**EXERCISE**
Reproduce all of the material below, replacing every occurrence of "Mark each one with a point" with "Indicate each one with a dot" and leaving everything else unchanged. Omit the pictures.

**SOURCE MATERIAL**
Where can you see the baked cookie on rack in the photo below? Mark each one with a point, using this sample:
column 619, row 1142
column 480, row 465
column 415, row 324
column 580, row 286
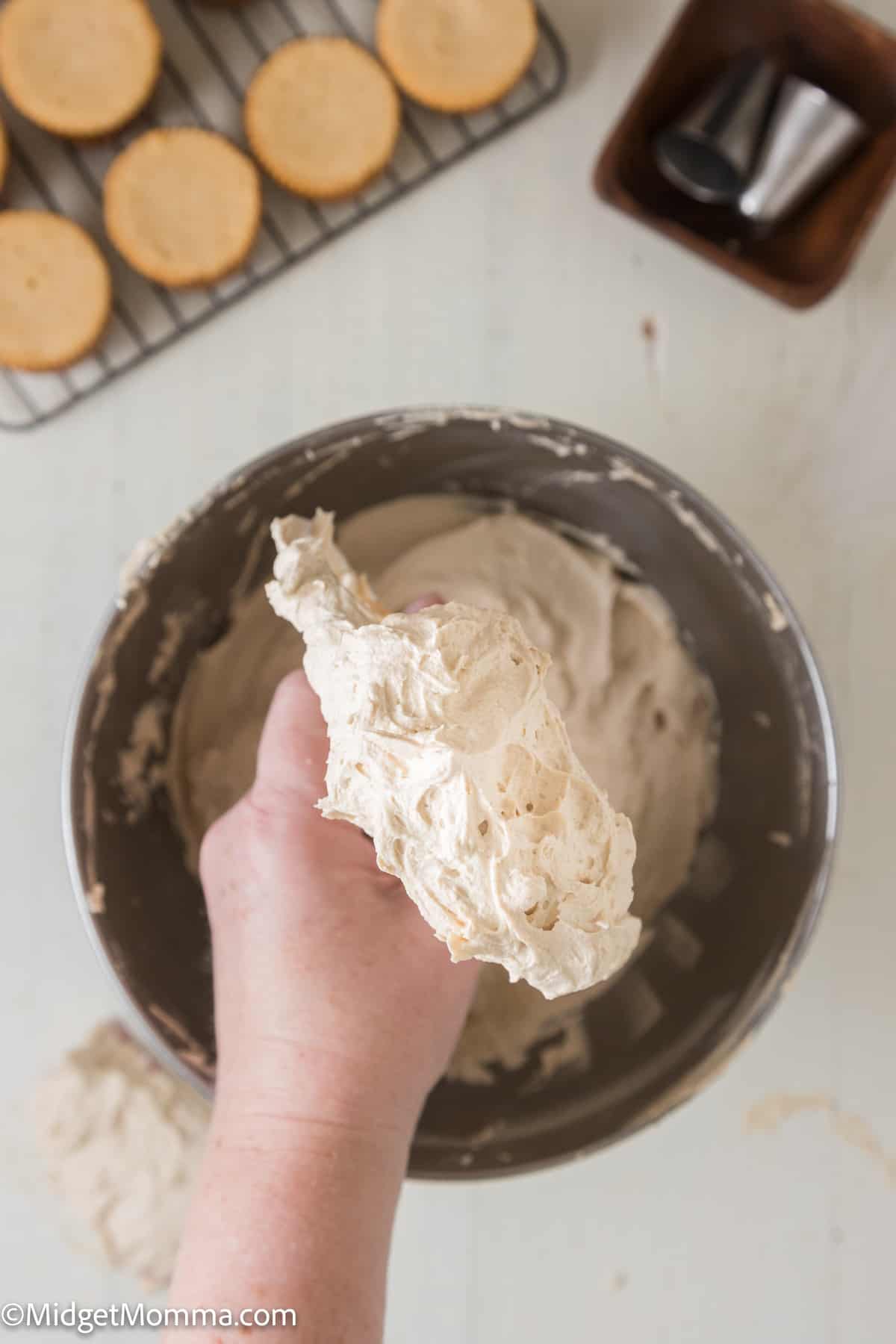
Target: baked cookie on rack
column 183, row 206
column 323, row 117
column 55, row 290
column 80, row 69
column 457, row 57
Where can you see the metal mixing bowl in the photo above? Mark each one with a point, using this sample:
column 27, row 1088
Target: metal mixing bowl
column 721, row 952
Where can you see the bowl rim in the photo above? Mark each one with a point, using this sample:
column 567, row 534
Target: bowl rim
column 724, row 1038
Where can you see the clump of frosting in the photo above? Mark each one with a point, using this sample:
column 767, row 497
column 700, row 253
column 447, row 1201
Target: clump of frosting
column 447, row 750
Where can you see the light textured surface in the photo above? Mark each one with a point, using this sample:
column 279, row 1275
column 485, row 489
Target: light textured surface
column 507, row 281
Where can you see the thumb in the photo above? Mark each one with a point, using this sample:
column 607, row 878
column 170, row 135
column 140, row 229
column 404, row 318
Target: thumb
column 292, row 753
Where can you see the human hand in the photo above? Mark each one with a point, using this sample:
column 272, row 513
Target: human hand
column 334, row 1001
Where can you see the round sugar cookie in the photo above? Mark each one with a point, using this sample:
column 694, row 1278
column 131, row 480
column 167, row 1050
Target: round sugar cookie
column 183, row 206
column 55, row 290
column 323, row 117
column 457, row 55
column 78, row 67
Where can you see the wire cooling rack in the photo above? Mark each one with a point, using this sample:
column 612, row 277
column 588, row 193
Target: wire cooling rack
column 211, row 55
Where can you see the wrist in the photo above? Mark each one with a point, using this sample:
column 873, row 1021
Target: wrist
column 276, row 1093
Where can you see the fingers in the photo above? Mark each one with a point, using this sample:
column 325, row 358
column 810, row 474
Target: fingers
column 420, row 604
column 292, row 753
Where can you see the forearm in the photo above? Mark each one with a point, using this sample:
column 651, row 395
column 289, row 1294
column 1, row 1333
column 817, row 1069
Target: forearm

**FINAL RESULT**
Where can you see the baked cookie on rack in the photo below? Indicate each one with a dot, using this sample:
column 619, row 1142
column 480, row 465
column 415, row 324
column 580, row 286
Target: baked cookie on rack
column 183, row 206
column 323, row 117
column 55, row 290
column 80, row 69
column 457, row 57
Where can you see the metal mixing bowl in the photo above? Indicate each one with a dot, using this sample:
column 27, row 1088
Target: metal mixing bowl
column 721, row 952
Where can you see the bowl rim in the photo above? Indicate each one with a dot, using this sample:
column 567, row 534
Target: bowl rim
column 724, row 1038
Where can you see the clump of frosting in the photo above? Indicate each one with a dot, using this sample:
column 767, row 497
column 700, row 253
column 447, row 1201
Target: clump of frosting
column 447, row 750
Where can you see the light textured surface in the photo above? Indicate each one with a dot, using this sample:
column 279, row 1275
column 485, row 489
Target: light textured surface
column 507, row 281
Where can you see the thumb in the photo above? Indicate each one with a dot, using this sample:
column 607, row 878
column 170, row 135
column 140, row 229
column 404, row 318
Target: thumb
column 292, row 753
Where can you see the human hand in the photo above? Indicate each one with a dot, using this sample:
column 272, row 513
Target: human hand
column 334, row 1001
Where can you see the round sugar cookie in the photo above? Indicate each one with a dot, using this sample:
column 694, row 1278
column 131, row 480
column 167, row 1050
Target: round sugar cookie
column 183, row 206
column 55, row 290
column 323, row 117
column 457, row 55
column 78, row 67
Where can you see the wire cooling rack in the photo above? Indicate each one with a dot, using this sample:
column 612, row 277
column 588, row 193
Target: wire cooling rack
column 211, row 55
Where can you see the wrist in the photo above? Indicate each one with a dot, using this sample:
column 873, row 1021
Target: wrist
column 276, row 1093
Where can you see the fingers in the photo above? Indicate each one with a dot, using this sample:
column 325, row 358
column 810, row 474
Target: fingers
column 420, row 604
column 292, row 753
Where can you see the forearm in the photo above? Indicate each one with a dot, using this sample:
column 651, row 395
column 289, row 1294
column 1, row 1333
column 817, row 1069
Target: forearm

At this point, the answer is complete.